══ SOURCE RECORDS

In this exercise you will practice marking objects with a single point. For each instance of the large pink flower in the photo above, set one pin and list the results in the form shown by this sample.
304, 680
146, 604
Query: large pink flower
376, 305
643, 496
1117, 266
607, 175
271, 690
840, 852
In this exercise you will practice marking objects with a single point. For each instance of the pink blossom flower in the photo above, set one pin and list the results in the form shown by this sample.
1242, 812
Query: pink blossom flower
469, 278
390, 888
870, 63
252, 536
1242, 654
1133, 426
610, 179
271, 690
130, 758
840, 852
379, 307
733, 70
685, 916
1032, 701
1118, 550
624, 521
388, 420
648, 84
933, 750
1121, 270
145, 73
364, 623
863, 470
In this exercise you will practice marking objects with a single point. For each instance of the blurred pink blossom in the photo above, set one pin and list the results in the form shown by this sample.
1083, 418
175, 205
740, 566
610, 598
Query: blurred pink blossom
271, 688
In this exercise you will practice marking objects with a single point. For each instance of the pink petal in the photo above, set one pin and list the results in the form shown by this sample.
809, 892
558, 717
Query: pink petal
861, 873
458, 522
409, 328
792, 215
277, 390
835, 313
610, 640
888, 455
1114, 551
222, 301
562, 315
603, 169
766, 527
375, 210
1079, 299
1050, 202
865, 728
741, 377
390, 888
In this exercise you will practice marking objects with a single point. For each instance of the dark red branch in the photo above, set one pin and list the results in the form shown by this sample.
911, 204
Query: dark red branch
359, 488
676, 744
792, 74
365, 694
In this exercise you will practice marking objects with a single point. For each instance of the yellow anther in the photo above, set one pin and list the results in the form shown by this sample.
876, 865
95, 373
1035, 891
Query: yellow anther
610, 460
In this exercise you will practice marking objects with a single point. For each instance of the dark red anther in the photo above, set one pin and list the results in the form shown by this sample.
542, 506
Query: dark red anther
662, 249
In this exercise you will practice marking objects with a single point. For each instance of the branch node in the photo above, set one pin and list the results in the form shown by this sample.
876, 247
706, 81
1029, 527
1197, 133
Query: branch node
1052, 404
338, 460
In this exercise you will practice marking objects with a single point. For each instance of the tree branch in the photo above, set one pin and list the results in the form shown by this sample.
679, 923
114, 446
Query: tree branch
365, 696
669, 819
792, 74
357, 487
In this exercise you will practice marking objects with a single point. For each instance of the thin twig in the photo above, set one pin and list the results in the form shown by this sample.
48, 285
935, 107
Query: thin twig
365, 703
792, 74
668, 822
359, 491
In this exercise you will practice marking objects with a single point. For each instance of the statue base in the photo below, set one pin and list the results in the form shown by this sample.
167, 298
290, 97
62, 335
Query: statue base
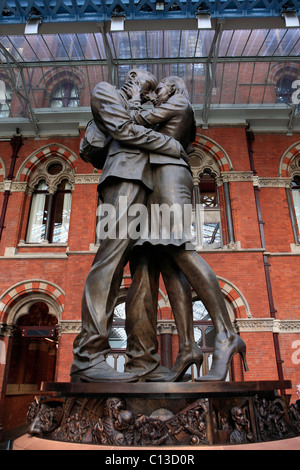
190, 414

════
══ SOURCE RECORDS

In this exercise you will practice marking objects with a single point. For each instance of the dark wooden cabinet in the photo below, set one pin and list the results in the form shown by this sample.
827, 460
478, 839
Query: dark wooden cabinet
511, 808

════

YOUR INSTRUCTIONS → How many lines in the material contain the word "wooden"? Reply with the number alone.

EXERCISE RESPONSE → 2